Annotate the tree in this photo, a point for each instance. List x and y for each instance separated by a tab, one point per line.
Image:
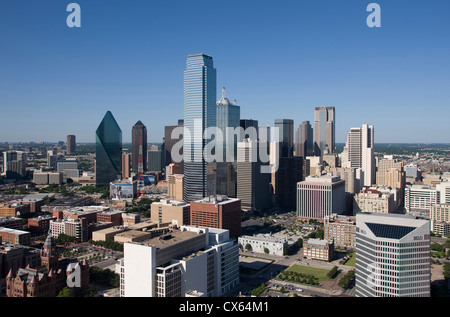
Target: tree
66	292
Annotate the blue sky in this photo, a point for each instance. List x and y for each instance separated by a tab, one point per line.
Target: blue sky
278	59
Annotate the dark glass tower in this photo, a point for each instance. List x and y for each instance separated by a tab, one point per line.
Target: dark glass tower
108	138
138	133
199	114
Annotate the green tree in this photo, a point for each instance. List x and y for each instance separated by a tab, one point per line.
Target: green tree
66	292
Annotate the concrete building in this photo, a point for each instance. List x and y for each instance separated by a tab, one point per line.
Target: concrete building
318	249
392	255
176	212
198	259
264	244
341	230
219	212
12	258
358	152
77	228
375	200
419	199
15	236
318	197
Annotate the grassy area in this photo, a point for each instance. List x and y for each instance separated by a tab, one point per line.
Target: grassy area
320	274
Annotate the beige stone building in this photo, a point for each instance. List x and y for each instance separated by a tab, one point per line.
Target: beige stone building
175	211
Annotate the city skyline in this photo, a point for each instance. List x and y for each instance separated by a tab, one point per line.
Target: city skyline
291	57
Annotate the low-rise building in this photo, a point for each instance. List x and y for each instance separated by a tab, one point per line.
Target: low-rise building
318	249
262	243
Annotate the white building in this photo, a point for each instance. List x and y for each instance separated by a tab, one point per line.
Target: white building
419	199
358	152
197	259
392	255
261	243
318	197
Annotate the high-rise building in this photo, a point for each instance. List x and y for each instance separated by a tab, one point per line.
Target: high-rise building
359	152
193	259
71	145
286	136
199	114
219	212
304	140
318	197
324	130
126	165
169	143
253	186
228	122
392	256
155	155
14	164
138	139
108	160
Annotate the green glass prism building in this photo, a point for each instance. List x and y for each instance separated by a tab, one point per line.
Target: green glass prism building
108	161
199	114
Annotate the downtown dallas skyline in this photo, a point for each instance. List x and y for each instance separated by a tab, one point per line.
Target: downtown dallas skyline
276	60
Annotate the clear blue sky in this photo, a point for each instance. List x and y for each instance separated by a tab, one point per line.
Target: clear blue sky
279	59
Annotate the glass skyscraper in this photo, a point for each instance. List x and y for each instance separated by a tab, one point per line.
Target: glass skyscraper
108	161
199	114
324	130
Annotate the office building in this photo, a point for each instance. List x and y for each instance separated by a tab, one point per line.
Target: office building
49	278
318	197
14	164
324	130
387	163
138	139
286	136
318	249
176	212
253	186
304	140
69	167
264	244
204	260
169	143
155	157
71	145
199	114
340	229
12	258
359	152
419	199
126	165
217	212
108	160
392	256
375	200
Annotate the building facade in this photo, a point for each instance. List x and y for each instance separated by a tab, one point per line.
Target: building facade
392	255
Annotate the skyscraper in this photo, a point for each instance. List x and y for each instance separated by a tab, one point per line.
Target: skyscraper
304	140
108	160
324	127
71	144
228	120
392	256
169	142
138	135
359	152
199	114
286	136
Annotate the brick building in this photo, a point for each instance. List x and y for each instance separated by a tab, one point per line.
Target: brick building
48	279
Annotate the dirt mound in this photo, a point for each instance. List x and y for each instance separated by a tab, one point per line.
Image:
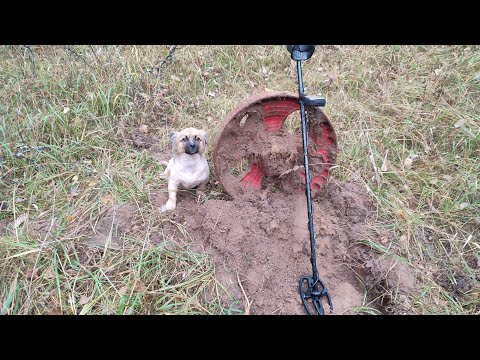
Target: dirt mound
265	245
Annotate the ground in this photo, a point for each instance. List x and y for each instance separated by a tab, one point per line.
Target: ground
83	127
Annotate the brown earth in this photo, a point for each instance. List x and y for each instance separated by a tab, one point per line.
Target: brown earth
265	244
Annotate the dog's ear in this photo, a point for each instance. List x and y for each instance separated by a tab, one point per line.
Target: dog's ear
173	138
205	137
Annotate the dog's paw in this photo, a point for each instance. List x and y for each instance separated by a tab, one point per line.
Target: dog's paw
167	207
201	196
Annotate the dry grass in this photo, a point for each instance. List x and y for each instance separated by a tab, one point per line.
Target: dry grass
387	103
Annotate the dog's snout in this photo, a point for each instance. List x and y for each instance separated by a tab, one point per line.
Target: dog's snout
191	148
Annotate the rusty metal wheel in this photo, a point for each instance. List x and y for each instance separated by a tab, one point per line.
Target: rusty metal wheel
256	150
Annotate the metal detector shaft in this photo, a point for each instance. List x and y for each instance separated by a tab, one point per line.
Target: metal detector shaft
307	171
315	288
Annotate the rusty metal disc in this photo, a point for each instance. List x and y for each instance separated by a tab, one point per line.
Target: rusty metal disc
256	149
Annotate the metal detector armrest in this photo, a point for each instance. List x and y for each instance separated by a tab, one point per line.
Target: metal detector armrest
315	101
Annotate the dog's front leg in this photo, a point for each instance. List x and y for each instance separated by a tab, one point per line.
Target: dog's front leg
200	192
166	172
172	196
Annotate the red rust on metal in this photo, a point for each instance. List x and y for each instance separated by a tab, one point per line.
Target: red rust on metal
270	109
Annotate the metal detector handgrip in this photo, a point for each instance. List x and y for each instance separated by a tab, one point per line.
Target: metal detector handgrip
311	287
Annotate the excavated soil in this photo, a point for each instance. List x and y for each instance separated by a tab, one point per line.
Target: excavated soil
265	244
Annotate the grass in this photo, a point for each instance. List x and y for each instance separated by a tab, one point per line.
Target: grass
386	103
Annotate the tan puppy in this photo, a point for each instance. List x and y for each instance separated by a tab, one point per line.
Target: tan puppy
188	167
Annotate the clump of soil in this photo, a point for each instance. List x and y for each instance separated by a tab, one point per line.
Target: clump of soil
119	220
265	244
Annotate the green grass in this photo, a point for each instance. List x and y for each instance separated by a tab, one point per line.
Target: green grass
385	103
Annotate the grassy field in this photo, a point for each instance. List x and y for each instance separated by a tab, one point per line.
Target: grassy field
408	125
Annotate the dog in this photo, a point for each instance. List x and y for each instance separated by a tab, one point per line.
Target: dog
188	167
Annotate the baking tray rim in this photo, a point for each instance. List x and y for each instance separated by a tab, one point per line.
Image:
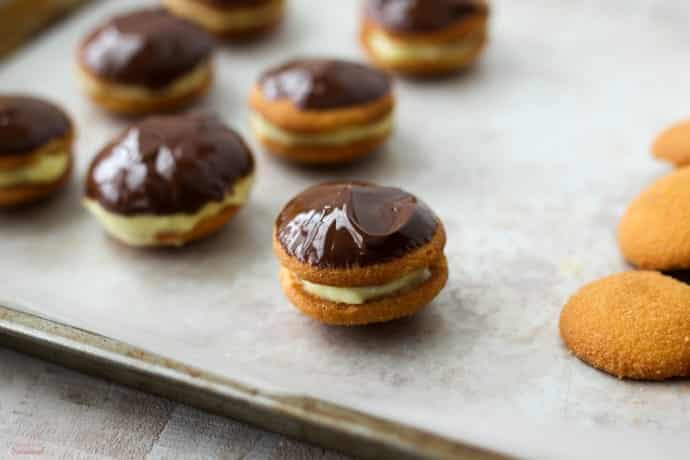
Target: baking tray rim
301	417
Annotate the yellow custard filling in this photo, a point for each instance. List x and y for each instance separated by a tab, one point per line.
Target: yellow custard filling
347	135
183	85
361	294
143	229
218	20
47	167
396	51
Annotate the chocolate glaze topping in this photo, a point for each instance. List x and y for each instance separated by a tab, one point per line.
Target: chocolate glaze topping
346	224
27	124
167	165
231	4
422	15
320	84
150	48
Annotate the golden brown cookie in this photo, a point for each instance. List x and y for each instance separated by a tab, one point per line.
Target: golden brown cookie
170	180
654	233
322	111
424	37
673	145
126	66
632	325
231	19
355	253
35	149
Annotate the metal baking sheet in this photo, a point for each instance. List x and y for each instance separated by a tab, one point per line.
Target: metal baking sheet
530	159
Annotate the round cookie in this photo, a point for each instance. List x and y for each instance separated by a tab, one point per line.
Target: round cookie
231	19
673	145
356	253
169	180
322	111
424	37
146	61
35	149
654	233
632	325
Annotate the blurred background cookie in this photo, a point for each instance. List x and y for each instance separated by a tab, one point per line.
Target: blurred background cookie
21	19
35	149
357	253
146	61
322	111
655	230
170	180
231	18
673	144
424	37
632	325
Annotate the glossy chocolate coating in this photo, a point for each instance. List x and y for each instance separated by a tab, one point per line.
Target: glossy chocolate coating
27	124
150	48
321	84
168	165
232	4
422	15
348	224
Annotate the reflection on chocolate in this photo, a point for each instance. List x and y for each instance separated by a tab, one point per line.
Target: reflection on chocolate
346	224
168	165
325	83
27	124
680	275
423	15
231	4
150	48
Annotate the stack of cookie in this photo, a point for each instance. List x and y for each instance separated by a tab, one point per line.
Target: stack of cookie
637	324
350	252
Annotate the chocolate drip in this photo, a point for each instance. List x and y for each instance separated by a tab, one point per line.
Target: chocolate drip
320	84
346	224
150	48
169	164
27	124
423	15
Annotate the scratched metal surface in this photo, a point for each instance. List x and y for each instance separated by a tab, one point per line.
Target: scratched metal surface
530	159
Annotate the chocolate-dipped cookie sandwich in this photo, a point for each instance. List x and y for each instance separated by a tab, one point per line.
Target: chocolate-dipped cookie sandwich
322	111
356	253
146	61
169	180
424	37
231	18
35	149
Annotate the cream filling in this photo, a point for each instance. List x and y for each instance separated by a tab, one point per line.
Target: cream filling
183	85
143	229
266	129
219	21
361	294
47	167
396	51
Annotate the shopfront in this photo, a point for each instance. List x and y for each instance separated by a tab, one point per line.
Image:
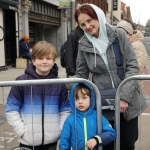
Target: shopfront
8	33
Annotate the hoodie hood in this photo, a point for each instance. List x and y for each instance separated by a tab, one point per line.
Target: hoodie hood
30	70
72	101
100	44
137	36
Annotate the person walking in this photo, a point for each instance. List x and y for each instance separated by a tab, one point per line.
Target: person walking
24	47
80	130
136	38
96	55
38	121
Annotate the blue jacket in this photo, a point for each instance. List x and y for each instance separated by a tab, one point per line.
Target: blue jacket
80	127
50	107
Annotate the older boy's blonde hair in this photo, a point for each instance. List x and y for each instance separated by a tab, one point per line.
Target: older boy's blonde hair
43	48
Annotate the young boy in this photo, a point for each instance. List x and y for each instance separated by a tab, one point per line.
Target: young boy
80	128
50	105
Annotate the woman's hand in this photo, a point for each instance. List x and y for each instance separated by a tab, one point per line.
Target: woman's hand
123	106
91	143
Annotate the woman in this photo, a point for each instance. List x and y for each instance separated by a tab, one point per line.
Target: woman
136	38
96	55
72	50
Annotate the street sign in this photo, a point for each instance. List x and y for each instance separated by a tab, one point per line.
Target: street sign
115	4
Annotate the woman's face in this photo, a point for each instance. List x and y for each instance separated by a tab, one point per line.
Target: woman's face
89	25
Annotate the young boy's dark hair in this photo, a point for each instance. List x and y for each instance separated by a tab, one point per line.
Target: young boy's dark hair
80	128
49	107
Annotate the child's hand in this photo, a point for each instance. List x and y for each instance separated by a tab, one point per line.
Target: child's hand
91	143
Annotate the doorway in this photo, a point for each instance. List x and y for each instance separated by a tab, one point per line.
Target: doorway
10	37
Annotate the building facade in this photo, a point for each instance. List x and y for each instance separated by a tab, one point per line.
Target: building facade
8	33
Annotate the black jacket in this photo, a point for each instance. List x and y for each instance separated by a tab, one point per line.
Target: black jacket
72	50
24	46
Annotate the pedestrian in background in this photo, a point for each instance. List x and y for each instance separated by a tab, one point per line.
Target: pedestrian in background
96	55
80	129
72	50
136	38
24	47
38	123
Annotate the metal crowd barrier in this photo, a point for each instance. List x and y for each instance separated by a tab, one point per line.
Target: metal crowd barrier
117	105
56	81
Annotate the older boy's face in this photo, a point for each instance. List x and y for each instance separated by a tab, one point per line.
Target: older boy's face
82	103
44	64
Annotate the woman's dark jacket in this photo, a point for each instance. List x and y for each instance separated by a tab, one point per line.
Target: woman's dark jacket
72	50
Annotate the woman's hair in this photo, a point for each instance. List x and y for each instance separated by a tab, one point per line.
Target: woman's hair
83	89
43	48
86	9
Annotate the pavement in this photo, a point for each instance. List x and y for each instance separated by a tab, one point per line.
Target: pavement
9	140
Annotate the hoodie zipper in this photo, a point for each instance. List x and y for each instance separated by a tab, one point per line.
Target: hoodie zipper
85	132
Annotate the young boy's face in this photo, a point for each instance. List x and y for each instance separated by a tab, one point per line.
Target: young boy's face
82	102
43	64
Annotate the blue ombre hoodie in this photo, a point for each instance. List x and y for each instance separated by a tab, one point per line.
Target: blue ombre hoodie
80	127
50	107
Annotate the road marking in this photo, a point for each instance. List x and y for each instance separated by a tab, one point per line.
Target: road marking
10	133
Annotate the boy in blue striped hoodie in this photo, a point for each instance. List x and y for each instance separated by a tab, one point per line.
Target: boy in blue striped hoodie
80	128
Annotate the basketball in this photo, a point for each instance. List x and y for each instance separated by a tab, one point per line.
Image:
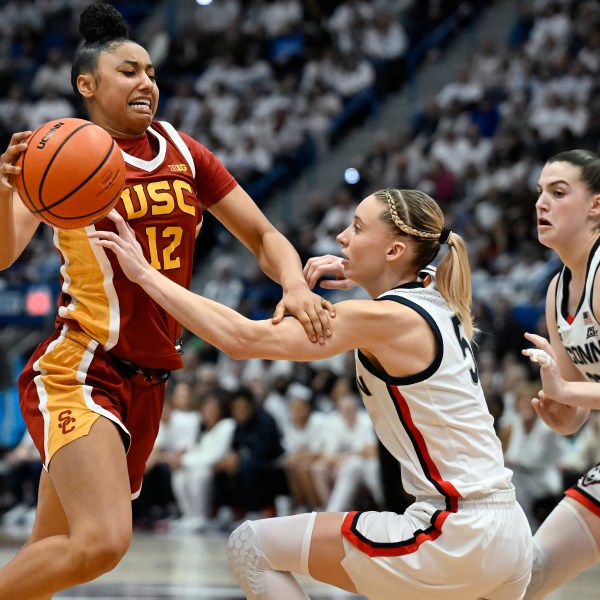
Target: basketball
72	173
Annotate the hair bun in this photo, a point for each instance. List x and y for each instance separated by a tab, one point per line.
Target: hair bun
102	22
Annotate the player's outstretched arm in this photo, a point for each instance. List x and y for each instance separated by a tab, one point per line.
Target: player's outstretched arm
562	405
225	328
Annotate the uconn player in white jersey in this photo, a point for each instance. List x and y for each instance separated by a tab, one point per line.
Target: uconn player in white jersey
465	537
568	213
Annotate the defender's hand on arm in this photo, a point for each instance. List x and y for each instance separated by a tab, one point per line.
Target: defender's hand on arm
313	312
126	248
319	266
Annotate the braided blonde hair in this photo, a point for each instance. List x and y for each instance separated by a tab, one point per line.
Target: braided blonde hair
415	214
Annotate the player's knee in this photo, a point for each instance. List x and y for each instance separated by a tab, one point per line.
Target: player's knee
95	554
538	570
246	560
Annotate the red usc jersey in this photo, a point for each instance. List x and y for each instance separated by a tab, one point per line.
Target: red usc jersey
170	178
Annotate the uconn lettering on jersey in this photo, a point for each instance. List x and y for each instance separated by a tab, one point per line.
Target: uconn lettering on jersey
586	354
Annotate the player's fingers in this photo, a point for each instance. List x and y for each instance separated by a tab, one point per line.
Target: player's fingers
279	313
539	356
328	306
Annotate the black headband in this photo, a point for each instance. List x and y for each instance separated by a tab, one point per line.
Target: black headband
444	235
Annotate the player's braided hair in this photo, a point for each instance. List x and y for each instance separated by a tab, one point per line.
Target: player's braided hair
103	29
417	215
442	236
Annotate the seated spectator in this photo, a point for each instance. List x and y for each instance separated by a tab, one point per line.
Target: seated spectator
177	433
192	470
55	73
350	437
303	439
243	479
532	451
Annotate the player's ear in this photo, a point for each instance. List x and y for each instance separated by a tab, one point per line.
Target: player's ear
595	206
395	250
86	84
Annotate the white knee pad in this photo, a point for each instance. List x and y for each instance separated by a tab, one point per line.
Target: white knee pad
257	549
247	561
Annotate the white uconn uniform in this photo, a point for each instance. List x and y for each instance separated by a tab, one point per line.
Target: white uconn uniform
465	537
580	335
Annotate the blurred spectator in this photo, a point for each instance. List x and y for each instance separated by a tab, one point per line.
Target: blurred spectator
532	451
225	286
177	433
350	437
243	479
47	107
55	73
303	439
193	469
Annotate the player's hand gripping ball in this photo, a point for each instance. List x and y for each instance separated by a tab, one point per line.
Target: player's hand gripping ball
72	173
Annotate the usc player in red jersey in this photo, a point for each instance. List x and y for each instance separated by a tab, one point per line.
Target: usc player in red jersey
92	393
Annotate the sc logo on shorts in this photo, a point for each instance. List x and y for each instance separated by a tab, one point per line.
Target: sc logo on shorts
65	421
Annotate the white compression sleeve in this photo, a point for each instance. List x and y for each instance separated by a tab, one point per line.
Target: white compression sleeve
563	547
264	553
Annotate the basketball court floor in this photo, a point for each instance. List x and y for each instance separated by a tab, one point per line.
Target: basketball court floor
168	566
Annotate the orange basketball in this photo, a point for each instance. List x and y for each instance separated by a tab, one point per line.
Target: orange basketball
72	173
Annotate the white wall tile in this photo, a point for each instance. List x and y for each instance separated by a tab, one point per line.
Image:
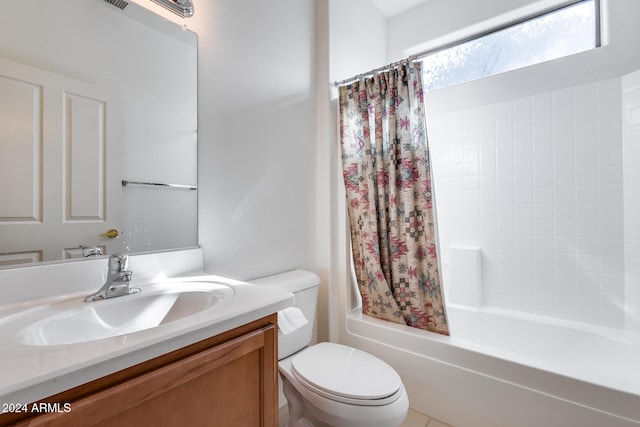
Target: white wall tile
537	183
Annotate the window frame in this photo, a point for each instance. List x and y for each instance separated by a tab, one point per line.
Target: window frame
517	21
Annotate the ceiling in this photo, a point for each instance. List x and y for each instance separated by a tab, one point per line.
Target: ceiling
391	8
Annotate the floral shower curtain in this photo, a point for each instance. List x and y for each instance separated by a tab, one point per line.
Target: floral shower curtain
386	168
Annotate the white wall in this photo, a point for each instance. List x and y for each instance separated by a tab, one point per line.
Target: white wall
256	137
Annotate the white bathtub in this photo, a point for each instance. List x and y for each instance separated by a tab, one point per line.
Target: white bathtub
505	369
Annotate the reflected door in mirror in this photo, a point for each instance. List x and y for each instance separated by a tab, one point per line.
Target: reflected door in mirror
59	165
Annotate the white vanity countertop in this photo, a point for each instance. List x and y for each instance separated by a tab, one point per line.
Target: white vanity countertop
29	373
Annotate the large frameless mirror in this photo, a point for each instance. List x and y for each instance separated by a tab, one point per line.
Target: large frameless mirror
98	131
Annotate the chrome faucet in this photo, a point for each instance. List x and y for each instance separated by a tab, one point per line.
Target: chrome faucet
117	283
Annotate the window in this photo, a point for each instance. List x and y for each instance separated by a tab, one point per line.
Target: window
559	33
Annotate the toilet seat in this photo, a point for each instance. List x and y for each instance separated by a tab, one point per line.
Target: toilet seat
346	375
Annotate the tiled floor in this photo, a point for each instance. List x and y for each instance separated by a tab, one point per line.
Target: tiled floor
416	419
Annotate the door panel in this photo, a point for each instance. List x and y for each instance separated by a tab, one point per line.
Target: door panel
59	135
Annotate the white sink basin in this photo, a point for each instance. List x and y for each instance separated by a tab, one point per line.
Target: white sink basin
76	321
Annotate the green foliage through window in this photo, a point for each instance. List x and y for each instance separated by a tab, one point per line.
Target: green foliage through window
563	32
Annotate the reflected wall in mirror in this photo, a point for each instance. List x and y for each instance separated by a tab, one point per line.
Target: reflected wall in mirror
92	96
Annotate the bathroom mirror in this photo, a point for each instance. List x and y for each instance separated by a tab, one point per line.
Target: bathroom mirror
98	130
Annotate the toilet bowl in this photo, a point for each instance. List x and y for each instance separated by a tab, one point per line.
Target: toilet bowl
331	384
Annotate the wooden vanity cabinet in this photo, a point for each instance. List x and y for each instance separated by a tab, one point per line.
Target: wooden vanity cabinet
229	380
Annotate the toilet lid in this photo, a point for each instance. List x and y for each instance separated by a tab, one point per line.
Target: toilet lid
346	372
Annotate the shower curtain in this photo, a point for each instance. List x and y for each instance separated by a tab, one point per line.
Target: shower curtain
387	176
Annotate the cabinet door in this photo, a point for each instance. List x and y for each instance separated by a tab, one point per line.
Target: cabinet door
231	384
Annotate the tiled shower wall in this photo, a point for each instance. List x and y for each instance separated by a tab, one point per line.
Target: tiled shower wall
537	184
631	178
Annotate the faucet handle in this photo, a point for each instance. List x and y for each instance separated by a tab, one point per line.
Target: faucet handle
118	262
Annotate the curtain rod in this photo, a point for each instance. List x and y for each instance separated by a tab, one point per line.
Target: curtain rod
375	70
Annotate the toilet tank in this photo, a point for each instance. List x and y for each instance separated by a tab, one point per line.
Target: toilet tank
304	286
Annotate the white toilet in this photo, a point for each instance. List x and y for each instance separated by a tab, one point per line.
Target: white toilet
331	384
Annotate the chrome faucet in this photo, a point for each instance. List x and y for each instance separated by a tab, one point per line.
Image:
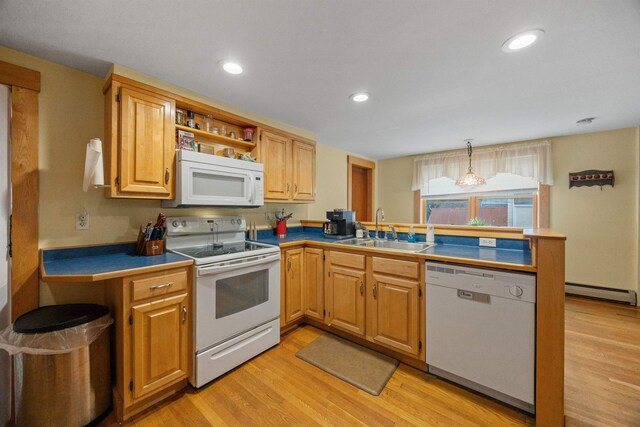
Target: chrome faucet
379	213
394	234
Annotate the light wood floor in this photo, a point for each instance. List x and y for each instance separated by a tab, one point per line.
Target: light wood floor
276	388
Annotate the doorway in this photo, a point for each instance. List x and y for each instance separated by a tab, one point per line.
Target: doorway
360	187
5	266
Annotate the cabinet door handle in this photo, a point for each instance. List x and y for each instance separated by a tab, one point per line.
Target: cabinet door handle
166	285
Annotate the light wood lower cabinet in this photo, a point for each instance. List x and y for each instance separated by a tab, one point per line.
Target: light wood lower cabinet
377	298
314	283
293	293
395	311
152	348
159	336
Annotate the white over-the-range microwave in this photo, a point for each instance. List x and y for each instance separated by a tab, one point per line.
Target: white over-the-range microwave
207	180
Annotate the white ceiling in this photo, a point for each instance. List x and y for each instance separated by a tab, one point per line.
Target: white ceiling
435	68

▸ TASK BRIEF: Extract, exactly as they appear, the lines from the one containing "Annotate the light wood lower" through the final line.

▸ FULL ANSWER:
Annotate the light wood lower cabinet in this photo, a point for each instance. List x and y for each instance separated by a tab, one point per line.
Target: light wood lower cabinet
377	298
314	283
293	293
395	311
152	348
159	336
Annotate the white over-the-range microwave in this photo, a point for each instance. List x and y for each instance separated by a tab, one point per line.
Target: white over-the-range microwave
207	180
Annotate the white ceiling in this photo, a point for each instance. List x and y for each instance separated by a tab, one point per line.
Target: white ceiling
435	68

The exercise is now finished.